Supplied text =

'''

Perdue created the 18-member commission in an historic April 2011 executive order. While the commission does not affect how judges are elected, it is significant because many judges reach the bench by appointment when the sitting judge steps down.
In the past, the governor simply appointed an attorney to fill a judicial vacancy. Now, when a judge seat opens in the state’s Superior Court, Court of Appeals or Supreme Court, the commission will select three nominees and forward their names to the governor, who will choose one as the new judge.
Perdue’s commission consists of 18 voting members, with former chief justices serving in an advisory capacity. The governor appointed 10 members to the commission, and chose the other eight from nominations by the president of the N.C. State Bar and the leaders of various bar organizations and associations.

Speas

Perdue selected her former general counsel, Edwin M. Speas Jr. of Raleigh’s Poyner & Spruill, as chairman of the commission. Speas is a former chief and senior deputy attorney general and a fellow of the American College of Trial Lawyers.

'''

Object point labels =
'''

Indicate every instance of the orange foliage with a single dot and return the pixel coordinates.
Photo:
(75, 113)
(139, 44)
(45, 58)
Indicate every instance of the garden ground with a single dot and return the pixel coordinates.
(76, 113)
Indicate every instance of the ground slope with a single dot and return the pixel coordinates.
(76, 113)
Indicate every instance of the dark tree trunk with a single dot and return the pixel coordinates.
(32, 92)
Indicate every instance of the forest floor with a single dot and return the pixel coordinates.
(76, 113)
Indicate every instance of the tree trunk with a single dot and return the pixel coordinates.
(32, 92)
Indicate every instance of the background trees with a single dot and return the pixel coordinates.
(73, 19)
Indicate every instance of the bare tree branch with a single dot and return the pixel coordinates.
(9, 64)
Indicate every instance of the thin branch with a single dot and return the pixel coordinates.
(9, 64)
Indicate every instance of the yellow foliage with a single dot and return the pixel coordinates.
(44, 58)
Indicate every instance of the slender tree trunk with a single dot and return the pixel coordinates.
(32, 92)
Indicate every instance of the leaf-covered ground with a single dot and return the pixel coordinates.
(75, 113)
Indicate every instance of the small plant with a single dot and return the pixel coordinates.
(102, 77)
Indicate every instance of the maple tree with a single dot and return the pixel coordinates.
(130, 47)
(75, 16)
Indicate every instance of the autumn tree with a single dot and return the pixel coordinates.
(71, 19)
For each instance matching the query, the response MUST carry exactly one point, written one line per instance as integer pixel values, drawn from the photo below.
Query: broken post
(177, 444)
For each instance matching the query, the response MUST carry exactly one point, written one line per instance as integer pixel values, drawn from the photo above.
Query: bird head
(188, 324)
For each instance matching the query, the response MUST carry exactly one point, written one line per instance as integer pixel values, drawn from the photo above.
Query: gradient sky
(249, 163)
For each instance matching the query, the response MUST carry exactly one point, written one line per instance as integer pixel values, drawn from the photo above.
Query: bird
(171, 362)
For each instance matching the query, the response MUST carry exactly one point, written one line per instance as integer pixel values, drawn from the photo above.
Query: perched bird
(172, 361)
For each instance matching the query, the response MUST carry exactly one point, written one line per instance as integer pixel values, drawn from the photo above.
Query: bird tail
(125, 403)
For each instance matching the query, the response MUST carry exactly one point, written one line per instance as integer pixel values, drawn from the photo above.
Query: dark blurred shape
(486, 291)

'''

Exercises to complete =
• a. According to the text on the judicial commission, how many nominees does the commission forward to the governor when a judge seat opens?
• b. Gather every line of the entries that contains the word "branch", treating case as significant.

Solutions per task =
• a. Three nominees.

• b.
Indicate every instance of the bare tree branch with a single dot and return the pixel coordinates.
Indicate every instance of the thin branch with a single dot and return the pixel coordinates.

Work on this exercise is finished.